All the data below goes into the copy word for word, but the pictures don't.

Coordinate annotation records:
—————
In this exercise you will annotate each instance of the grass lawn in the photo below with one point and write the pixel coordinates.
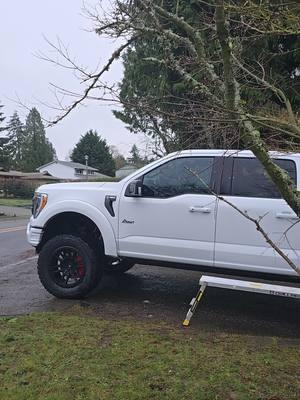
(15, 202)
(66, 356)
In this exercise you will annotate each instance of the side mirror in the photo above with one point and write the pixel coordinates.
(134, 189)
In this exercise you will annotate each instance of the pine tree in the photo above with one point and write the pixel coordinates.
(16, 135)
(96, 148)
(4, 156)
(37, 150)
(136, 158)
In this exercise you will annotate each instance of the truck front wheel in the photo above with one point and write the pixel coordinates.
(68, 267)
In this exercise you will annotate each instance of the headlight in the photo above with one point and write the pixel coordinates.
(39, 202)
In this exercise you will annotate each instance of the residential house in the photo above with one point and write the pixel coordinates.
(125, 171)
(69, 170)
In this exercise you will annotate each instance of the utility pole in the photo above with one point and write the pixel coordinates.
(86, 157)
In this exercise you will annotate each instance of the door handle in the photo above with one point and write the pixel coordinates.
(286, 215)
(204, 210)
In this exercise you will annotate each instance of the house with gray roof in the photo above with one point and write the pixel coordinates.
(69, 170)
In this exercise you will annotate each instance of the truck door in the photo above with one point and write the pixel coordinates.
(174, 218)
(238, 243)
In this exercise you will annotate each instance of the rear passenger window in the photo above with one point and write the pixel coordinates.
(179, 176)
(250, 179)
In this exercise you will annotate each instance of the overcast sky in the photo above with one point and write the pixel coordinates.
(22, 27)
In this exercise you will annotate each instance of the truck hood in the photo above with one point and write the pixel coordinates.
(88, 192)
(77, 186)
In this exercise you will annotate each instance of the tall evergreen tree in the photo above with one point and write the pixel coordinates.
(16, 135)
(4, 156)
(96, 148)
(37, 148)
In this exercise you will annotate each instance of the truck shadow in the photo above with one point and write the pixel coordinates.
(163, 294)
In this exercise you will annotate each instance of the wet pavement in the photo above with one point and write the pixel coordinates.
(13, 243)
(158, 294)
(143, 293)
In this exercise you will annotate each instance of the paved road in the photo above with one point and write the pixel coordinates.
(144, 293)
(13, 244)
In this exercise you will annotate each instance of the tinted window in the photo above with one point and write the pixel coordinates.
(180, 176)
(250, 179)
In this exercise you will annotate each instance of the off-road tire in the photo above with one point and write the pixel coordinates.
(93, 267)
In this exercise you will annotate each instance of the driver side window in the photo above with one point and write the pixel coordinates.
(180, 176)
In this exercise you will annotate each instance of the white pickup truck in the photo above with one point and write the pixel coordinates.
(166, 214)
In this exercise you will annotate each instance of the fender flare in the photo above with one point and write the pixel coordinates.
(88, 210)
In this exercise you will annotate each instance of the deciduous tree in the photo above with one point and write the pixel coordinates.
(37, 149)
(98, 152)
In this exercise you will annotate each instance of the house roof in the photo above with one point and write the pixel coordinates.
(70, 164)
(27, 175)
(128, 167)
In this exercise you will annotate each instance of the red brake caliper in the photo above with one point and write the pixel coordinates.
(81, 268)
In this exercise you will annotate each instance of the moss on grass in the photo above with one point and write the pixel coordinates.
(71, 357)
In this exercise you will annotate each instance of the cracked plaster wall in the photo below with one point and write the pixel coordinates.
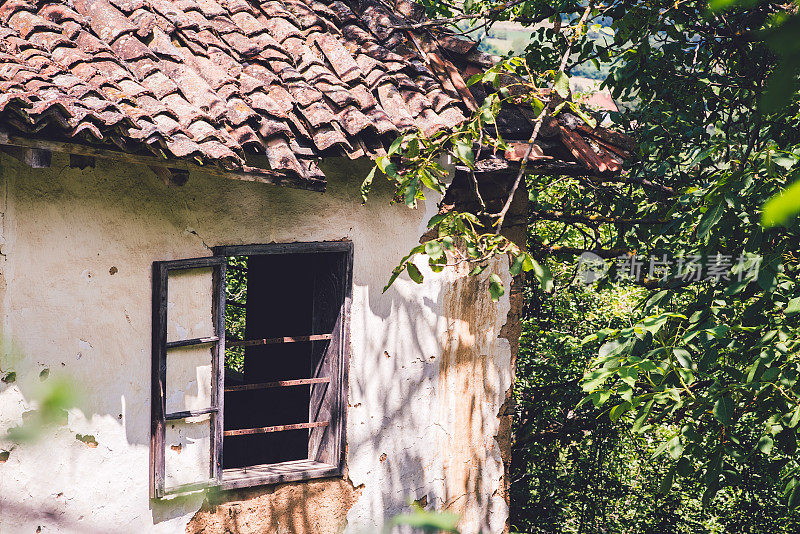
(428, 373)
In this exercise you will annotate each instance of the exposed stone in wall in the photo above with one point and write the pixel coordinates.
(470, 396)
(312, 507)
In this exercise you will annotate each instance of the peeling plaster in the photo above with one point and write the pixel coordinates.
(414, 350)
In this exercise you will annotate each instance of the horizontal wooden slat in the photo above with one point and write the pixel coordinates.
(277, 340)
(278, 384)
(279, 428)
(190, 342)
(284, 248)
(191, 487)
(255, 475)
(189, 413)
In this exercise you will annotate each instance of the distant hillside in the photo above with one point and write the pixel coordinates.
(505, 38)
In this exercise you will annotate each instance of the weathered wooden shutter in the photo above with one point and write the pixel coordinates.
(187, 374)
(328, 402)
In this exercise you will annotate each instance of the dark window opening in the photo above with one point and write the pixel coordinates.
(277, 341)
(283, 337)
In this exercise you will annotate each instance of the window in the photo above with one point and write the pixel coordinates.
(250, 351)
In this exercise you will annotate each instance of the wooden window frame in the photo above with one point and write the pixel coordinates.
(158, 402)
(265, 474)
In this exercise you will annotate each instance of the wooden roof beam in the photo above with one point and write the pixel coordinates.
(246, 173)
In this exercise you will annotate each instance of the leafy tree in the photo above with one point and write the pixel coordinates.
(707, 366)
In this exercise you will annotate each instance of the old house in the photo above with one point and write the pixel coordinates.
(182, 241)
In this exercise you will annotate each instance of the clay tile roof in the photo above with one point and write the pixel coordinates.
(221, 81)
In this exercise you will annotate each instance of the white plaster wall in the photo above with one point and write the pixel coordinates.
(77, 249)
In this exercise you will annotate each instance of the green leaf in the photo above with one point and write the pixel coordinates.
(436, 219)
(396, 144)
(618, 410)
(791, 492)
(516, 265)
(434, 250)
(793, 306)
(765, 444)
(594, 379)
(675, 447)
(463, 151)
(683, 357)
(367, 184)
(543, 275)
(411, 193)
(561, 84)
(723, 410)
(414, 273)
(666, 482)
(781, 207)
(588, 119)
(710, 218)
(641, 417)
(496, 289)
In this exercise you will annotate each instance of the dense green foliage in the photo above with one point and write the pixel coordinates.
(679, 411)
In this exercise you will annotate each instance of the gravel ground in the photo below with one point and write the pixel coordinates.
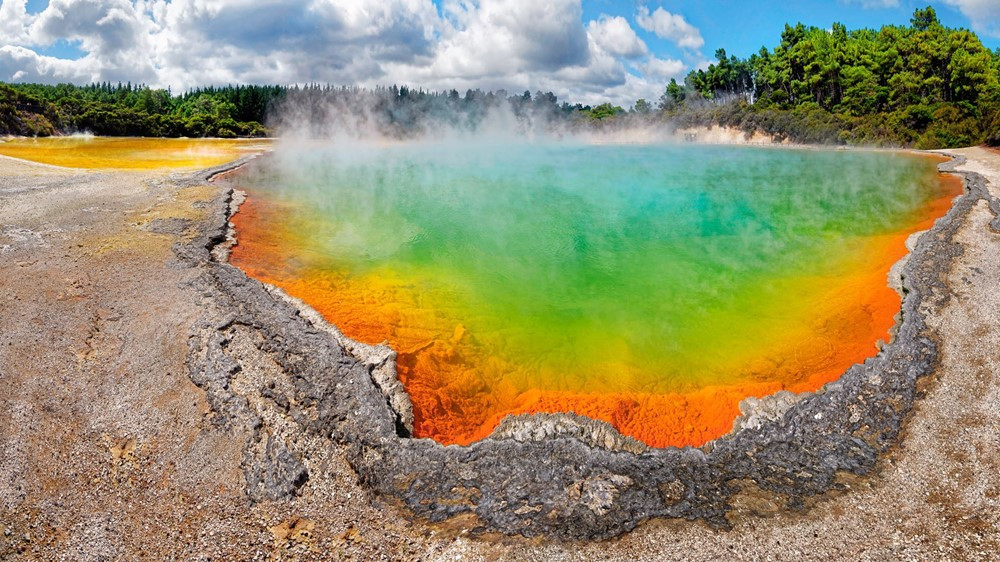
(109, 451)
—————
RESPONSE FOR THIS EXERCISE |
In this exercise you will annotate each instance of the grass lawn in the photo below with one point and write the pixel coordinates.
(15, 202)
(66, 356)
In this exercise you will annotate each instance of the side mirror in the photo above with one point and write the pixel coordinates.
(134, 189)
In this exercise you will annotate each instance of the pine tree in the photo above with one point and write the pixel coordinates.
(16, 135)
(96, 148)
(4, 156)
(37, 150)
(136, 158)
In this exercise you will annotate each instance of the truck front wheel in the photo above with one point and write the pixel coordinates.
(68, 267)
In this exercise you will annotate each instance of the headlight in the photo above with one point and write the pixel coordinates.
(39, 202)
In this exercise you will annotate each instance of the residential house in the photo above with one point and write the pixel coordinates.
(125, 171)
(69, 170)
In this exercise you will annotate each instance of the utility pole in the photo above with one point and write the pixel coordinates.
(86, 157)
In this exercise you will annotate each instance of the door handle in the photo above with one point and write the pixel coordinates.
(286, 215)
(204, 210)
In this exercise you will annotate each instance of the house with gray roof in the photo above with one point and write the pixel coordinates.
(69, 170)
In this exercise you will annotate each instance of the truck door in the photo above with one point and write the pixel coordinates.
(174, 218)
(238, 243)
In this exercise you will annotate each instance of the rear passenger window in the photo above with one point and write the pixel coordinates.
(179, 176)
(250, 179)
In this exercise you will annotate each instance of the overcast sky in the photo above with one point and write the pixel coordinates.
(22, 27)
In this exercise you will annotate each instance of the truck hood in the photo above with one point and write the pixel coordinates.
(88, 192)
(77, 186)
In this exercise you will annotate each instance of the tall evergreen tree in the photo above with one point and write the pixel coordinates.
(16, 135)
(4, 156)
(96, 148)
(37, 148)
In this exercise you will annotate each instance of the truck shadow in the photo above with one point and write the pixel coordinates.
(163, 294)
In this exercise you will annotate each instance of the wet pavement in the photo above with one point and write the pixel coordinates.
(13, 243)
(158, 294)
(143, 293)
In this exercise you will annotate each instance of the paved road in the photo above with one point and write the pixel coordinates.
(144, 293)
(13, 244)
In this exercise you will annotate each instance of the tinted window in the photo above with one point and write the pixel coordinates.
(180, 176)
(250, 179)
In this exercise you will annotate each instance of the off-road tire in the photo above with one point and write the pixel coordinates.
(93, 267)
In this exercise you will annotate each instance of the driver side window in the photo above with one point and write the pixel coordinates.
(180, 176)
In this exercise you will annotate each instance of the white pickup truck in the photo above with one point and write the pixel coordinates.
(166, 214)
In this exercise you will annotate each instance of the fender flare in the photo above with one point and write the pixel coordinates.
(88, 210)
In this exercise you will annotate each instance of the deciduous tree in the photo above with one point and write the pixel coordinates.
(37, 149)
(98, 152)
In this exercise you will annotate each instance of the house roof in the photo above with one point and write the pixel coordinates.
(70, 164)
(27, 175)
(128, 167)
In this exercise you will annotate each instance of the red brake caliper in the photo above with one point and write the pixel coordinates.
(81, 268)
In this exercise you will annotate each instance of the moss on grass in the photo above with one point and write the pixel coordinates.
(71, 357)
In this exercise you will annotate each instance of the cracked plaster wall in the photo below with one point and write the pixel coordinates.
(428, 373)
In this exercise you will annotate each instance of the exposed stone in wall in the photo above with one point and write the pixel coordinates.
(470, 396)
(312, 507)
In this exercise you will annotate each instance of the peeling plaster in the photo above with one point and write the pixel coordinates.
(414, 350)
In this exercise you will annotate each instance of the horizontal wooden slat in the photo above with one point and write the pixel coordinates.
(277, 340)
(278, 384)
(279, 428)
(190, 342)
(284, 248)
(191, 487)
(255, 475)
(189, 413)
In this exercise you will annotate each instance of the distant hillside in the photo above with one point and write the pixel coordinates.
(505, 38)
In this exercise you will annotate each instance of the weathered wooden shutter in the photo above with one point and write the pixel coordinates.
(187, 374)
(328, 402)
In this exercise you will annotate each instance of the dark window opening in the photo above with one point and write the pixel coordinates.
(277, 341)
(283, 337)
In this exercise you will annotate each instance of the window in the photo above with one point and write the pixel coordinates.
(250, 351)
In this exercise you will annotate each instance of the wooden window frame in the photo above with one point and write the pixel coordinates.
(158, 402)
(265, 474)
In this exercise you will annotate each instance of the wooden roof beam in the photo above with one point and write the pixel coordinates.
(246, 173)
In this exercise you will annotate each instance of the leafy tree in the photo above with one point and write the pixel coordinates.
(707, 366)
In this exercise you will annotate each instance of the old house in the photo above with one point and write the pixel coordinates.
(182, 241)
In this exercise you will annotate each instance of the clay tile roof in the photo above with one point and write the pixel coordinates.
(221, 81)
In this exercise you will annotate each instance of the white plaster wall in the photo above with one point and write the pixel coordinates.
(77, 249)
In this exercise you will annotate each instance of the green leaf in the photo above with one point and write the pixel coordinates.
(436, 219)
(396, 144)
(618, 410)
(791, 492)
(516, 265)
(434, 250)
(793, 306)
(765, 444)
(594, 379)
(675, 447)
(463, 151)
(683, 357)
(367, 184)
(543, 275)
(411, 193)
(561, 84)
(723, 410)
(414, 273)
(666, 482)
(781, 207)
(588, 119)
(710, 218)
(641, 417)
(496, 289)
In this exercise you will annotate each instance of the dense green foliage in the photo above with one point and write the pixel coordinates.
(679, 411)
In this exercise you will annotate each instance of the gravel ground in the photo below with one point and write the pixel coordinates.
(109, 451)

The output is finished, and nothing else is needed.